Exercise instructions ->
Pull out every line of the data below that contains the word "bicycle", and copy each one in full.

Data records ->
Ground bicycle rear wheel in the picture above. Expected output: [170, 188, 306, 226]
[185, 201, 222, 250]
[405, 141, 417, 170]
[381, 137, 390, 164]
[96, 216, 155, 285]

Output below ->
Ground bicycle rear wheel in the picture above. Expected output: [170, 188, 306, 226]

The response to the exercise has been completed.